*Quellauszug*:
----------------

Doch selbst, wenn die EU-Staaten bereit wären, deutlich mehr in die Verteidigung zu investieren – Geld allein werde nicht reichen, um für den Ernstfall gewappnet zu sein, meint Fix. Es müssten Waffensysteme produziert werden, "von denen Europa heute nur träumen kann", so die Expertin.
USA werden sich in Europa weniger engegieren
Eine Alternative zu mehr militärischer Eigenständigkeit und zur Aufrüstung gibt es aber offenbar nicht. Florence Gaub, Direktorin der Forschungsabteilung des NATO Defense Colleges in Rom, verweist in diesem Zusammenhang auf die geänderte geostrategische Lage. Mit China, das kräftig aufrüstet und bereits jetzt über die zweitstärkste Armee der Welt nach den USA verfügt, wächst Amerika ein neuer Herausfoderer heran.

----------------

*Vorliegende Datensätze*:
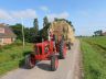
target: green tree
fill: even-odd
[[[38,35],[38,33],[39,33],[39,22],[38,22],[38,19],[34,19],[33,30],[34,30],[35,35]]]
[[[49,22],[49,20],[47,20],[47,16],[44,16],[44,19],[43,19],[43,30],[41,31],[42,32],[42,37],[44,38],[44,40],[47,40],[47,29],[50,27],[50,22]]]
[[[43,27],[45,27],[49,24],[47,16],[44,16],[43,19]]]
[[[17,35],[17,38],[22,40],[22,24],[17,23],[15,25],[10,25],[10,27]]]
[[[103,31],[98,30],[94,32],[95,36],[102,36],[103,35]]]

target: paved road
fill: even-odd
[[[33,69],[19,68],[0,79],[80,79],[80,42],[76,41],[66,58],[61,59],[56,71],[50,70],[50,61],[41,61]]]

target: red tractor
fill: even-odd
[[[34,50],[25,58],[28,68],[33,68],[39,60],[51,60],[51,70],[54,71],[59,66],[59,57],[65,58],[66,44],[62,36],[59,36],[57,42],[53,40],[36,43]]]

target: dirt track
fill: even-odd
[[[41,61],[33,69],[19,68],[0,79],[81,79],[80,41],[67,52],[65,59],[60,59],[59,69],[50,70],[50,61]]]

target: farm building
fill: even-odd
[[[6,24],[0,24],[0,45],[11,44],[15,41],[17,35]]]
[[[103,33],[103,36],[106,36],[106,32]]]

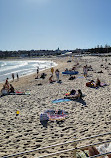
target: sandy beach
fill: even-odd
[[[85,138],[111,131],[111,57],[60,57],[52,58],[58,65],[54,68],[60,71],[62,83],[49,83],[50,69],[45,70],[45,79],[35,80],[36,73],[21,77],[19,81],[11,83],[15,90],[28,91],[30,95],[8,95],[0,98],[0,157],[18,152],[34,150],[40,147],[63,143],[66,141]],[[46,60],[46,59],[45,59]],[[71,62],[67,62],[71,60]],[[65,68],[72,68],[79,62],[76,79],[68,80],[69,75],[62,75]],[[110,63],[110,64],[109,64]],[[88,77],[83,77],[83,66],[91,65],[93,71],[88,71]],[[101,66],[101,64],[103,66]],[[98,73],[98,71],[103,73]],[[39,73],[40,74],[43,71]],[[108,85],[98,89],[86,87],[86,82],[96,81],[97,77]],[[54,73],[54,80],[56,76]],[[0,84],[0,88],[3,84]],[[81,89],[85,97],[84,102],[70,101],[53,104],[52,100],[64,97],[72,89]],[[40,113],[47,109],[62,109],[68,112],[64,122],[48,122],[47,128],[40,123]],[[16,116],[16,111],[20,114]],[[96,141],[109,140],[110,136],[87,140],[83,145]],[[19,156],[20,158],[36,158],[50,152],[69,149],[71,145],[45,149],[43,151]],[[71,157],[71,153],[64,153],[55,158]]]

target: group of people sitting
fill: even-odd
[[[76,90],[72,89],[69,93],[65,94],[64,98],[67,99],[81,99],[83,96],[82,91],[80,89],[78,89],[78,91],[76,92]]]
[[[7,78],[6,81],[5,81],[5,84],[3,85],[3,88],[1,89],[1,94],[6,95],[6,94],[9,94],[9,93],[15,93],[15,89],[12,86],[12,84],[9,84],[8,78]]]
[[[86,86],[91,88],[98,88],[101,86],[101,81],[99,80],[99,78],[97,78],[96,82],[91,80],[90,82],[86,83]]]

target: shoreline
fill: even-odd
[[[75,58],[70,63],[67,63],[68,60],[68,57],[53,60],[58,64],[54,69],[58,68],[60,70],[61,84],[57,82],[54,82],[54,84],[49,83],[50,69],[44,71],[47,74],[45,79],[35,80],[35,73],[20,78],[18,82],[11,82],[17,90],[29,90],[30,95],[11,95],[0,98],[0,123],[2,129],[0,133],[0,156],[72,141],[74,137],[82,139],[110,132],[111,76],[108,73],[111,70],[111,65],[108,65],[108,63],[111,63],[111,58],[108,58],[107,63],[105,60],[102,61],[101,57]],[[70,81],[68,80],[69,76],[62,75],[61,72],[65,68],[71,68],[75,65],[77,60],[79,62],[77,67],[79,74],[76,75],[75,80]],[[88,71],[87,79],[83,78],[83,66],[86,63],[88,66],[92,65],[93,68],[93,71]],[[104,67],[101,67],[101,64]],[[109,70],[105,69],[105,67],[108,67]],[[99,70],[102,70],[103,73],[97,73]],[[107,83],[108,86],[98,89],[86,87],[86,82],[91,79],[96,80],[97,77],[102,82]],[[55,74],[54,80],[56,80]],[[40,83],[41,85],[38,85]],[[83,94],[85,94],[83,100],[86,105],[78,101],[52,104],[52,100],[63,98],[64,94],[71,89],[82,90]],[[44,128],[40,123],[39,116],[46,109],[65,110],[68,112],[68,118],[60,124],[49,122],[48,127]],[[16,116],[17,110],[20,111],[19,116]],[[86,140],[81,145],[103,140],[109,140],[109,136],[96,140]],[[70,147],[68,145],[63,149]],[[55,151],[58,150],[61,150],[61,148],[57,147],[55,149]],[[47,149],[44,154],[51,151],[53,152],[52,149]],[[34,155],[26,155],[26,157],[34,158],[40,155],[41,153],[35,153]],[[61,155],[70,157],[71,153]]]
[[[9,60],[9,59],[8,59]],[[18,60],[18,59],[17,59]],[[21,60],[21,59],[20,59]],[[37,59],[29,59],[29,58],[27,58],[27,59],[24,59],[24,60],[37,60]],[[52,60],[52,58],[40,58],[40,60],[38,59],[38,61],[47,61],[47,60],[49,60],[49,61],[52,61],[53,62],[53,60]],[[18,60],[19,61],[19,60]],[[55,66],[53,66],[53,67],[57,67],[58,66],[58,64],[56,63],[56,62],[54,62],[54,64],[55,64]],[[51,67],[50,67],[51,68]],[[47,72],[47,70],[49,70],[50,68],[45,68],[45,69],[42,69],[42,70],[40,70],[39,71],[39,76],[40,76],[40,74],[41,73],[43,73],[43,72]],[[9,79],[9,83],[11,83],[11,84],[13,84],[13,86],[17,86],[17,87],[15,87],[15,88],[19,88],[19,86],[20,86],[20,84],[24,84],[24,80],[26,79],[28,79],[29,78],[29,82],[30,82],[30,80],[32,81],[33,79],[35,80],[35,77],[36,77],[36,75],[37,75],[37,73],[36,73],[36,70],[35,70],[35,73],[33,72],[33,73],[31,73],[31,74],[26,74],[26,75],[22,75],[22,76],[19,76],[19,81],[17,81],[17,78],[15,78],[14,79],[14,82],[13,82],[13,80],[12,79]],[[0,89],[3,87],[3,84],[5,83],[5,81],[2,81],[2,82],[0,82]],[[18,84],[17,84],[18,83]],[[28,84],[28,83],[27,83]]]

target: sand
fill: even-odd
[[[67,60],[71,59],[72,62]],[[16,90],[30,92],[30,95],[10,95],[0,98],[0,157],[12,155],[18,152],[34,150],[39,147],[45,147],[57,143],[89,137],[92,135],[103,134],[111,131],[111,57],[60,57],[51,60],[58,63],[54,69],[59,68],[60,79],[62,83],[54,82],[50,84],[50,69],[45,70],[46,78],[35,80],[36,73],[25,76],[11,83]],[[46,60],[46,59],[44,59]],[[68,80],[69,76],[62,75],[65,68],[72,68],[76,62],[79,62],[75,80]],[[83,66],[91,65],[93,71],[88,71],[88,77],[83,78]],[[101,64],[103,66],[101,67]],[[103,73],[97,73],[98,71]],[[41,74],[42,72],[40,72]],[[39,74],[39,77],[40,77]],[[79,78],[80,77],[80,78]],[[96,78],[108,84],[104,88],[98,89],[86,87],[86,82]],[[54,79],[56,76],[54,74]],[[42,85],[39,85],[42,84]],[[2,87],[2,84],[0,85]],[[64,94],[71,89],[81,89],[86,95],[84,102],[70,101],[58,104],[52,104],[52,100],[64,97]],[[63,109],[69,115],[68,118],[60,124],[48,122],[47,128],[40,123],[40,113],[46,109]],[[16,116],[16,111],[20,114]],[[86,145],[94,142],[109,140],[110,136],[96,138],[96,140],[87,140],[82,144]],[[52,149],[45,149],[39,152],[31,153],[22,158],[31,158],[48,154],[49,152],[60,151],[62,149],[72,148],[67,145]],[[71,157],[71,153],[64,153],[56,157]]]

----------------

*Zu erledigende Aufgaben*:
- A) Was sagt der Auszug zur europäischen Verteidigung zu diesen Punkten?
(i) Was wird laut Fix allein nicht reichen, um für den Ernstfall gewappnet zu sein?
(ii) Welche Funktion hat Florence Gaub?
(iii) Über welche Armee verfügt China schon jetzt?
- B) Wie lautet im Auszug zur europäischen Verteidigung die Stelle von „Doch selbst, wenn“ bis „so die Expertin.“? Schreibe sie wortgetreu ab.
Die Datensätze sind eigenständiges Material und stehen getrennt vom Auszug.

*Lösungen*:
- A)
(i) Geld
(ii) Sie ist Direktorin der Forschungsabteilung des NATO Defense Colleges in Rom.
(iii) Über die zweitstärkste Armee der Welt nach den USA

- B)
Doch selbst, wenn die EU-Staaten bereit wären, deutlich mehr in die Verteidigung zu investieren – Geld allein werde nicht reichen, um für den Ernstfall gewappnet zu sein, meint Fix. Es müssten Waffensysteme produziert werden, "von denen Europa heute nur träumen kann", so die Expertin.